TAREFA PROPOSTA 1:
Indique se cada afirmação concorda com o texto sobre o livro de Jó, respondendo sim ou não e citando literalmente as palavras decisivas do texto: (a) o autor do livro de Jó é conhecido; (b) a maior parte da composição é poética, mas sua estrutura geral é em prosa; (c) o livro de Jó oferece uma solução final para a questão do sofrimento.
TAREFA PROPOSTA 2:
Transcreva, sem qualquer alteração, o trecho do texto sobre o livro de Jó que vai de "Nem a data de" até "até o presente.", inclusive.

PÁGINA:
==================================================

JÓ - O PROBLEMA DO SOFRIMENTO





Jó – O problema do sofrimento

O sofrimento humano é o grande problema, antigo como o tempo, discutido no livro de Jó.
Esta questão tem continuado sendo um dos problemas insolúveis do homem. O livro de Jó tampouco proporciona uma solução final à questão. Contudo, verdades de grande significação estão projetadas nesta extensa discussão.
Considerado como uma unidade, o livro de Jó é em sua presente forma, o que poderia classificar-se como um drama épico. Embora a maior parte da composição seja poética, sua estrutura geral é em prosa. Nesta última forma, a narrativa proporciona base para sua total discussão.
Nem a data de seu fundo histórico, nem o tempo de sua composição, podem ser localizados neste livro com certeza, e o autor é anônimo.
O livro de Jó tem sido reconhecido como uma das produções poéticas de todos os tempos. Entre os escritores hebraicos, o autor deste livro utiliza o mais extenso vocabulário; às vezes tem sido considerado como o Shakespeare dos tempos do Antigo Testamento. Neste livro se exibe um vasto tesouro de conhecimentos, um soberbo estilo de vigorosa expressão, profundidade de pensamento, excelente domínio da linguagem, nobres ideais e um elevado nível ético, além de um genuíno amor pela natureza. As idéias religiosas e filosóficas têm merecido a consideração dos maiores teólogos e filósofos até o presente.
Não só tem uma multiplicidade de interpretações —demasiado numerosas para serem consideradas neste volume—, senão que o texto em si mesmo tem sofrido consideravelmente extensas emendas, conjecturas, fantásticas correções e reconstruções [1]. Numerosas têm sido as opiniões e as especulações referentes a sua origem.

==================================================

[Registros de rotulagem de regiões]
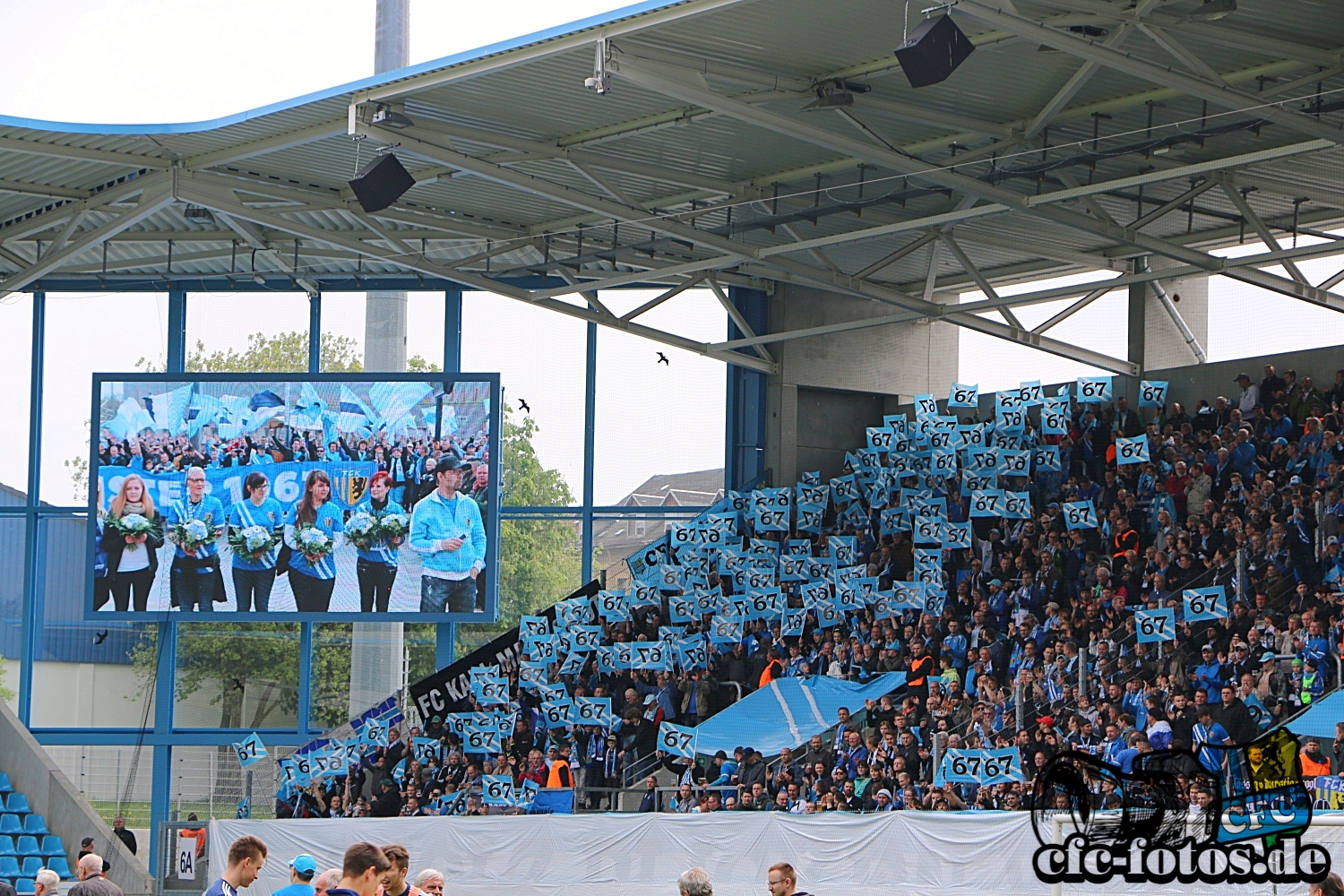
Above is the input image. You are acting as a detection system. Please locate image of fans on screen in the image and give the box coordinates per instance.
[90,374,499,621]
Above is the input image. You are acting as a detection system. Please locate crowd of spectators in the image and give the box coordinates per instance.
[280,366,1344,815]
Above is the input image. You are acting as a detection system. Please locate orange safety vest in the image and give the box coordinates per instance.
[546,759,574,788]
[757,659,784,688]
[1301,750,1331,778]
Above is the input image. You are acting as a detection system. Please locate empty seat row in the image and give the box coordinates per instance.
[0,834,66,856]
[0,814,51,837]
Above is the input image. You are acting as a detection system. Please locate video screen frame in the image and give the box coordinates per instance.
[83,371,503,624]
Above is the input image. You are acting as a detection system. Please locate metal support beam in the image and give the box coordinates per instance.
[710,277,774,363]
[957,0,1344,143]
[308,293,323,374]
[580,321,597,583]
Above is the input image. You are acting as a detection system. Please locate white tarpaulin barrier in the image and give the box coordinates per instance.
[202,812,1344,896]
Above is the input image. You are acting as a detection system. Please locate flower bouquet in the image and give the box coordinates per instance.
[378,513,411,543]
[346,513,378,551]
[228,525,276,563]
[168,520,215,556]
[295,525,336,563]
[108,513,155,551]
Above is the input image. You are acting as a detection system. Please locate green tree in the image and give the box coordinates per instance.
[457,404,582,656]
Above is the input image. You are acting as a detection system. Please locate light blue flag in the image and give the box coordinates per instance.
[1182,584,1231,622]
[368,382,435,426]
[1078,376,1112,404]
[948,383,980,407]
[234,731,266,769]
[1061,501,1097,530]
[1139,380,1167,407]
[659,721,698,759]
[1116,435,1148,466]
[481,775,515,806]
[1134,607,1176,643]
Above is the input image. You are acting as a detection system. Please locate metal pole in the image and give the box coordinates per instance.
[580,323,597,583]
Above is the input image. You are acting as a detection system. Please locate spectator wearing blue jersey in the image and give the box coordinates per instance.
[228,473,285,613]
[355,470,406,613]
[285,470,346,613]
[167,466,225,613]
[410,455,486,613]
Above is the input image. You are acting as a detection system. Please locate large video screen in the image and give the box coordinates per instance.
[86,374,500,622]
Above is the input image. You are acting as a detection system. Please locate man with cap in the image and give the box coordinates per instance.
[271,853,317,896]
[409,457,486,613]
[1236,374,1260,418]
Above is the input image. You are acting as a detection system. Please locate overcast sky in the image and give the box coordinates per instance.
[0,0,1344,504]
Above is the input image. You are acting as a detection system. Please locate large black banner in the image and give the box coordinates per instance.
[409,579,601,720]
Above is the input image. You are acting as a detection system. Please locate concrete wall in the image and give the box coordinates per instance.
[0,705,155,896]
[765,283,959,487]
[1144,343,1344,414]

==================================================

RESPOSTA DO EXERCÍCIO 1:
(a) Não: "e o autor é anônimo."
(b) Sim: "Embora a maior parte da composição seja poética, sua estrutura geral é em prosa."
(c) Não: "O livro de Jó tampouco proporciona uma solução final à questão."

RESPOSTA DO EXERCÍCIO 2:
Nem a data de seu fundo histórico, nem o tempo de sua composição, podem ser localizados neste livro com certeza, e o autor é anônimo.
O livro de Jó tem sido reconhecido como uma das produções poéticas de todos os tempos. Entre os escritores hebraicos, o autor deste livro utiliza o mais extenso vocabulário; às vezes tem sido considerado como o Shakespeare dos tempos do Antigo Testamento. Neste livro se exibe um vasto tesouro de conhecimentos, um soberbo estilo de vigorosa expressão, profundidade de pensamento, excelente domínio da linguagem, nobres ideais e um elevado nível ético, além de um genuíno amor pela natureza. As idéias religiosas e filosóficas têm merecido a consideração dos maiores teólogos e filósofos até o presente.